» Your instructions: Would you restate, exactly as they appear, the lines from the one containing "Note to the class: point out every instance of the long-sleeve" through the end of the data below?

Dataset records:
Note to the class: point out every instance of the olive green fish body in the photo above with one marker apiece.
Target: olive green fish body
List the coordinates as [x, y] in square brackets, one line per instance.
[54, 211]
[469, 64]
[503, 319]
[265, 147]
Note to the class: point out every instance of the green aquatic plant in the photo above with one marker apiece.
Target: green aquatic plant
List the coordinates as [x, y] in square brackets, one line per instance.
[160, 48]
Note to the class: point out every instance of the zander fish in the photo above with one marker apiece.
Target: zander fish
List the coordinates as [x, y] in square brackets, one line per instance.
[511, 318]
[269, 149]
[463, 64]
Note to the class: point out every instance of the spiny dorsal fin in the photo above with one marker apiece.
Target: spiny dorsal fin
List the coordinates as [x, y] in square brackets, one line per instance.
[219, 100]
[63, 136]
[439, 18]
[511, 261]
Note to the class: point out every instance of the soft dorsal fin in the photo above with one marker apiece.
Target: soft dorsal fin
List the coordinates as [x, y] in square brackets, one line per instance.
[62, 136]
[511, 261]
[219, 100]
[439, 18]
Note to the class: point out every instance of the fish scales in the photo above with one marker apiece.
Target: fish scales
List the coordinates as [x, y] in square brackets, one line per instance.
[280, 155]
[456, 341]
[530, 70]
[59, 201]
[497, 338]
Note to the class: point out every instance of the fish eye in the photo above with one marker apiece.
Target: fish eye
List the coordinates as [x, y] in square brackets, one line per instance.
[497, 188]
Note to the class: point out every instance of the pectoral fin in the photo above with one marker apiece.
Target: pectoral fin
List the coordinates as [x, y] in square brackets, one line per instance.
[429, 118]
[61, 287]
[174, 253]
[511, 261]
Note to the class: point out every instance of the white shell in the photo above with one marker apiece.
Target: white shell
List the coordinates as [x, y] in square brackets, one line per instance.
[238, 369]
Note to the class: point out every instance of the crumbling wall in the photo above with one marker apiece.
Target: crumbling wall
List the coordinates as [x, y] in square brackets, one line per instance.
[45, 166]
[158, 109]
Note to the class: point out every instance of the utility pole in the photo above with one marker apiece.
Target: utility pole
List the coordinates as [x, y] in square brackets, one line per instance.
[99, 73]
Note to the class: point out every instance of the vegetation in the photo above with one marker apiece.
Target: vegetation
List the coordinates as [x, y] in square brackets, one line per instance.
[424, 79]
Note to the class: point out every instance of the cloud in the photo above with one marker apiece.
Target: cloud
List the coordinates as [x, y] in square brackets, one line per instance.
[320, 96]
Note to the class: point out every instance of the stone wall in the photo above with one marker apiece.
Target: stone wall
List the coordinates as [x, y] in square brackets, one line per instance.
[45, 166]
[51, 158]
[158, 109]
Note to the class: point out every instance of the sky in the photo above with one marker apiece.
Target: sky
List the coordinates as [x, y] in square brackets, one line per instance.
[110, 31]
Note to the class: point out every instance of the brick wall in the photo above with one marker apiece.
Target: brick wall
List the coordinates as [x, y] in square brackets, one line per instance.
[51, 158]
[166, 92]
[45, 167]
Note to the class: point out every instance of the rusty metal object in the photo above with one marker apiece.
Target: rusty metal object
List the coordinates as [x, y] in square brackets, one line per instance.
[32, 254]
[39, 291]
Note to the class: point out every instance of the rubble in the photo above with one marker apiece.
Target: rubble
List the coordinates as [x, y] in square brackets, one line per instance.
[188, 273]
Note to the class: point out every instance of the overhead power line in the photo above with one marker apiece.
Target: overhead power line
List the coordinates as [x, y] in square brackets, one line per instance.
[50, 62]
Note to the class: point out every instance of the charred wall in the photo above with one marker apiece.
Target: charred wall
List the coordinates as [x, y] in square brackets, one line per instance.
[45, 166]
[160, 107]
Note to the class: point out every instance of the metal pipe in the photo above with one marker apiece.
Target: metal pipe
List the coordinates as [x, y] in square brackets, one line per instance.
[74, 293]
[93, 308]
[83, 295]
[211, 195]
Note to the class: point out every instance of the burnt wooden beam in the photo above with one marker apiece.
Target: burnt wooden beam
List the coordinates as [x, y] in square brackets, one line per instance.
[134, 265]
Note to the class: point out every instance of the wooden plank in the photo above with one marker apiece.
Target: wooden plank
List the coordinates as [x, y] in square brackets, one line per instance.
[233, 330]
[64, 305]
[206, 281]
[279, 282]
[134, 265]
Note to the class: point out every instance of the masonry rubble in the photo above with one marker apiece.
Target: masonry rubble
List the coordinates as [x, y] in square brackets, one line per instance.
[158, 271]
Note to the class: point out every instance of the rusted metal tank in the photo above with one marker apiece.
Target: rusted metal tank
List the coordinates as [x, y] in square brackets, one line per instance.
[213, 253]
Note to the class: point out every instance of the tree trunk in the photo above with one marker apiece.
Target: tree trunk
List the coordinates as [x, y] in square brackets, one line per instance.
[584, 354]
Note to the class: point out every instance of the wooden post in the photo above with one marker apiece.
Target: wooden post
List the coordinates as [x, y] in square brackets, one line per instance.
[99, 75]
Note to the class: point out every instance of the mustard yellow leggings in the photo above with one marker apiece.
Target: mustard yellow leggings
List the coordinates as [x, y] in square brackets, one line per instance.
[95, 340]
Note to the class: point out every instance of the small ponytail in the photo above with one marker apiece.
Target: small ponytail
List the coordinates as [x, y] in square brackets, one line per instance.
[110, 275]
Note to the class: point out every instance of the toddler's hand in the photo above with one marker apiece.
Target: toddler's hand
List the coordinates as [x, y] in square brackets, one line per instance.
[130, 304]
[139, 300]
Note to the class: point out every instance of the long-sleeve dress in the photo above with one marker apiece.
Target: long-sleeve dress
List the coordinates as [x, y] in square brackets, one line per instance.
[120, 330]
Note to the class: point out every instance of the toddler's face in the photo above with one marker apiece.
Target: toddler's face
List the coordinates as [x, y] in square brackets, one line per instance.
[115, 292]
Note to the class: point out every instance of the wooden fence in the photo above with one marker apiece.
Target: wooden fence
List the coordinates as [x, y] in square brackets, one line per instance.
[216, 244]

» Full answer:
Note to the class: point out every instance of the long-sleeve dress in the photo above with one marker apiece.
Target: long-sleeve dress
List the coordinates as [x, y] in square brackets, one line per instance.
[120, 330]
Note to the class: point out every instance of the toddler's face in the photo above with one marker apiece.
Target: toddler's face
List the coordinates as [x, y] in square brackets, one line per instance.
[115, 292]
Note to the class: point out every instance of the wooden fence in the photo above with one marker apiece.
Target: wooden fence
List the coordinates as [x, y] in square brackets, one line per instance.
[216, 244]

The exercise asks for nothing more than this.